Collected data
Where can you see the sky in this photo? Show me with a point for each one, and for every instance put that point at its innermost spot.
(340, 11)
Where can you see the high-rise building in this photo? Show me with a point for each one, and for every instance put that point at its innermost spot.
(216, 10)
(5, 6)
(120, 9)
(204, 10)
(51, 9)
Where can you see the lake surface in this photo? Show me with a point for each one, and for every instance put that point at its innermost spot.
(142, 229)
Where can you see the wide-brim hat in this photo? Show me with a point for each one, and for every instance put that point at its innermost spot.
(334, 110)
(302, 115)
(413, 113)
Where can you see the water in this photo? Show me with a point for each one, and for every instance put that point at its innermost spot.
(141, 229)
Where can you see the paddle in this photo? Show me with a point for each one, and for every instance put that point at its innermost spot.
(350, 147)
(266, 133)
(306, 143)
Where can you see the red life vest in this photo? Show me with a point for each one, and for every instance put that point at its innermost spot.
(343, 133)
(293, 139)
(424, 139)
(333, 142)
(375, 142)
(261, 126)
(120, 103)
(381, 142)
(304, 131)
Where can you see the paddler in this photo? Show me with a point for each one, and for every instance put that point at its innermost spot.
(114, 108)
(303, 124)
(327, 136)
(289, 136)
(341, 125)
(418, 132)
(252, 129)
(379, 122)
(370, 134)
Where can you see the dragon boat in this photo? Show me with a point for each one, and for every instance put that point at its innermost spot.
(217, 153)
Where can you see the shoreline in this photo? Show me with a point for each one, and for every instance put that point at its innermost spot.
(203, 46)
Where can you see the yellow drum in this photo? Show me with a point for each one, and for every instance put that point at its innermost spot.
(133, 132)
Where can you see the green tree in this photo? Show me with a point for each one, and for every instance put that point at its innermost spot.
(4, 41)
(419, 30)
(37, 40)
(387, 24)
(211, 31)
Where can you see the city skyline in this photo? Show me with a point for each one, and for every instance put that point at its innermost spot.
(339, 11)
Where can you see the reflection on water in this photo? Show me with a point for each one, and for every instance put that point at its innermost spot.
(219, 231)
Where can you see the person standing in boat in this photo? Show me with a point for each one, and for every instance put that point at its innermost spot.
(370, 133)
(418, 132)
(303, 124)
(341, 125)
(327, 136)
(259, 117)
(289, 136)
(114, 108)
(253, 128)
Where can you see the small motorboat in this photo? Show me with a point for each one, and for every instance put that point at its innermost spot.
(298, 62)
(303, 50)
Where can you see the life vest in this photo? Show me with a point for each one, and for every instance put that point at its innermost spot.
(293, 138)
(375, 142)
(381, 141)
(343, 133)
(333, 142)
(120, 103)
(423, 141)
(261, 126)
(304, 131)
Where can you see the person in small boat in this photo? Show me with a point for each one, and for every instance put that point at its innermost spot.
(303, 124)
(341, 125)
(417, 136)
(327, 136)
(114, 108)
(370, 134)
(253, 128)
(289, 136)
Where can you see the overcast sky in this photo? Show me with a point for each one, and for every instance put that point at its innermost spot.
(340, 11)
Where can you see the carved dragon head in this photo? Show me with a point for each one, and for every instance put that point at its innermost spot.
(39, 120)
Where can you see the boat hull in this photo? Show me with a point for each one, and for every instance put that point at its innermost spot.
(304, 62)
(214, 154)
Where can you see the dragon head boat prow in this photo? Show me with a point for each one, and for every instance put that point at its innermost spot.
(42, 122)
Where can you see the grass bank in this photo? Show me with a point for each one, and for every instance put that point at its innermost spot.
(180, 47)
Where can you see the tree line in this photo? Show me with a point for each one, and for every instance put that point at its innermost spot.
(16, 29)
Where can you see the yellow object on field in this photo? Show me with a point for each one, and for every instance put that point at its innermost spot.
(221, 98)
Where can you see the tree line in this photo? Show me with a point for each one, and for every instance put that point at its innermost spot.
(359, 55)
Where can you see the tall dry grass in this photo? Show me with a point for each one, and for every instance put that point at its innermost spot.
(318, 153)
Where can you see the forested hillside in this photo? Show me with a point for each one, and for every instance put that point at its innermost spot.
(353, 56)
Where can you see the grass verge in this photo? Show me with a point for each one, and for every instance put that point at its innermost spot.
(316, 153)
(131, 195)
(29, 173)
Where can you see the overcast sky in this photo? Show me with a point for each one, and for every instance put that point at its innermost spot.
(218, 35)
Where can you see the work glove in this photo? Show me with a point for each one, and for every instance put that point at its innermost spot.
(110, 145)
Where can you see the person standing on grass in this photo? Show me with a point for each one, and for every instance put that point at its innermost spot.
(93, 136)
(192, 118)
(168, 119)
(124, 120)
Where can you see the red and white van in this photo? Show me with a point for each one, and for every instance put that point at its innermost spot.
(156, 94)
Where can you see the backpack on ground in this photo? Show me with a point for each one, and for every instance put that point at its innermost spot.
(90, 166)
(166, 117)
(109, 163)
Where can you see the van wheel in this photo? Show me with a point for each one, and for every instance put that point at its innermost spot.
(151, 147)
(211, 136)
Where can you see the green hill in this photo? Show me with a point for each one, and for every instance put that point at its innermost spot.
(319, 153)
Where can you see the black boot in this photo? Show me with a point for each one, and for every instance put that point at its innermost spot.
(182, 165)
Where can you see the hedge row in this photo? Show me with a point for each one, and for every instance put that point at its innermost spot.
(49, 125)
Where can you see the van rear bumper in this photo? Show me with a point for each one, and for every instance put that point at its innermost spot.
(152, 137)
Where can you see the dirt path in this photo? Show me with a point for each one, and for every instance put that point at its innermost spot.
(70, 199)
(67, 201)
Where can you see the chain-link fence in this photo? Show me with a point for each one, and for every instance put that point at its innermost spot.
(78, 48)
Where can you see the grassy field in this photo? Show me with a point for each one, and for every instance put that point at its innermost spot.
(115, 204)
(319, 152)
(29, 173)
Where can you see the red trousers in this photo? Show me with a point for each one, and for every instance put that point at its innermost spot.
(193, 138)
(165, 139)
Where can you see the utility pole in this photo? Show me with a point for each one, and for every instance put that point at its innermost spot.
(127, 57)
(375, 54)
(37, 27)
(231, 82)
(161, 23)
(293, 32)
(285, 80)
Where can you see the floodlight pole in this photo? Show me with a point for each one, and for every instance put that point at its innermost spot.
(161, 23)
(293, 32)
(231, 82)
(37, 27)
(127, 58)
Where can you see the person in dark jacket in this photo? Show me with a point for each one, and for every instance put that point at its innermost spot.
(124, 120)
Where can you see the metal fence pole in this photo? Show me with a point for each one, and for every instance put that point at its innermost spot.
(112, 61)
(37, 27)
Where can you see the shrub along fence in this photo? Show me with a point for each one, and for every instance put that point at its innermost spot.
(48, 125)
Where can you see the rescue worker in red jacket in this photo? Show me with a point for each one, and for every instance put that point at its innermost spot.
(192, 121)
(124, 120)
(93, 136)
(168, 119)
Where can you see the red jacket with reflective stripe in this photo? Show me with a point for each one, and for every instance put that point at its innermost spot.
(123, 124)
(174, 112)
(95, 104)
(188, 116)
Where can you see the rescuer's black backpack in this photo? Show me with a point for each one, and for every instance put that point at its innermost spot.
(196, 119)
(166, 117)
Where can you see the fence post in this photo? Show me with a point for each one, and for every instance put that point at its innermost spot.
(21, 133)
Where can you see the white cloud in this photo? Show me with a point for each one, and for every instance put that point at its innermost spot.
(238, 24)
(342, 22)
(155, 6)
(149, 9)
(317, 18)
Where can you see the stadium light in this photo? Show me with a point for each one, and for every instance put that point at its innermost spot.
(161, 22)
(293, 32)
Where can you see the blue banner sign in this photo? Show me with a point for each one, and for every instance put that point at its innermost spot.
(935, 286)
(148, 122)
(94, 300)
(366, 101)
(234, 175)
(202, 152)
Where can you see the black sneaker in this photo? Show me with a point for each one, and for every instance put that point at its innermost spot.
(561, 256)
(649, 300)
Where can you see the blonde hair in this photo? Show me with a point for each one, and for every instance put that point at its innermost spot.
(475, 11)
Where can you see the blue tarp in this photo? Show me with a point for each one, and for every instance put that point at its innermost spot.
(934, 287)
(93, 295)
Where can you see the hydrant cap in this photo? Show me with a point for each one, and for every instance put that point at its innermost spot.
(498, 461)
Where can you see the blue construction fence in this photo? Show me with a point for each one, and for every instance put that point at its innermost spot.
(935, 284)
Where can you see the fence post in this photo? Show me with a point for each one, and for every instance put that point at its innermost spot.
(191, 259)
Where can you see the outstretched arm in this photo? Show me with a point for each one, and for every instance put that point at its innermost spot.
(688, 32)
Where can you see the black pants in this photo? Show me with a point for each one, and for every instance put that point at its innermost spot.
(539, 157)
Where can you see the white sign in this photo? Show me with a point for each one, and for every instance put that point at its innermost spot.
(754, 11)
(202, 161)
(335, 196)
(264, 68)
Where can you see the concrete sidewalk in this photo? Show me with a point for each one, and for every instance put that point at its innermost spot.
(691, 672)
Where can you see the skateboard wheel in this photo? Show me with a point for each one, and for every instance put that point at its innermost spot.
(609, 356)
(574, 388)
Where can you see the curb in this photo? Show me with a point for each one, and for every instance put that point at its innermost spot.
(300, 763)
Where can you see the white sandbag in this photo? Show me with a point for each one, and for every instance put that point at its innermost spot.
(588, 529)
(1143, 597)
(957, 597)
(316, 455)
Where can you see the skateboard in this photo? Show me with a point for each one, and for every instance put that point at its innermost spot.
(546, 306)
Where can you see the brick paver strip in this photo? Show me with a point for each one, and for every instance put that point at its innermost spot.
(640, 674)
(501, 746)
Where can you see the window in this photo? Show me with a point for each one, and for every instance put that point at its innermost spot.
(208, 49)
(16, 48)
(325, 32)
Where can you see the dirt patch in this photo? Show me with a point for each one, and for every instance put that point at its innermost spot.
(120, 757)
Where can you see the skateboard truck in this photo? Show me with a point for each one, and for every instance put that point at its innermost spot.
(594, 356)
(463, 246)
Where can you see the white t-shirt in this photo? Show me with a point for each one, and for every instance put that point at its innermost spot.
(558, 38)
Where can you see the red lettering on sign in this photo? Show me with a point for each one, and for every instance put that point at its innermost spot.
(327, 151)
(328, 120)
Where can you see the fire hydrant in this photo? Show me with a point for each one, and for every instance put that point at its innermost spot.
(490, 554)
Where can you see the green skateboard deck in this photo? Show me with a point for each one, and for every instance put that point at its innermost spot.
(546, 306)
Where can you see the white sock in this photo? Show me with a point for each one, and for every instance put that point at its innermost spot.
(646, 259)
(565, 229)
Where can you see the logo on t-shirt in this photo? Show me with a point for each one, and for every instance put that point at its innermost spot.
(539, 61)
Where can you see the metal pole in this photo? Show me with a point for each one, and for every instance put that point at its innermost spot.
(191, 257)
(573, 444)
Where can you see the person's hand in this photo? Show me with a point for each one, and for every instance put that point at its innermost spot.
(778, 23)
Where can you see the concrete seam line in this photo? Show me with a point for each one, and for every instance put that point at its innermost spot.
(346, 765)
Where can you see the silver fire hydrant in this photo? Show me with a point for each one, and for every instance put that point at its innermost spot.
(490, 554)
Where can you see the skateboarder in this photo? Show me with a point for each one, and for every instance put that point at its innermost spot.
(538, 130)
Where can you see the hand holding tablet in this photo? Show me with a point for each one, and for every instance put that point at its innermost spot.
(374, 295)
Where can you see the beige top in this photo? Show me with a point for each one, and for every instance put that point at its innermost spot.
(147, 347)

**What to do**
Would you copy out exactly the lines from the one holding "Where can you see the beige" through the end of the entries above, both ends included?

**Answer for this exercise**
Where can you see the beige top in this photo? Show me with a point for each one, and for every instance put that point at its innermost spot.
(147, 347)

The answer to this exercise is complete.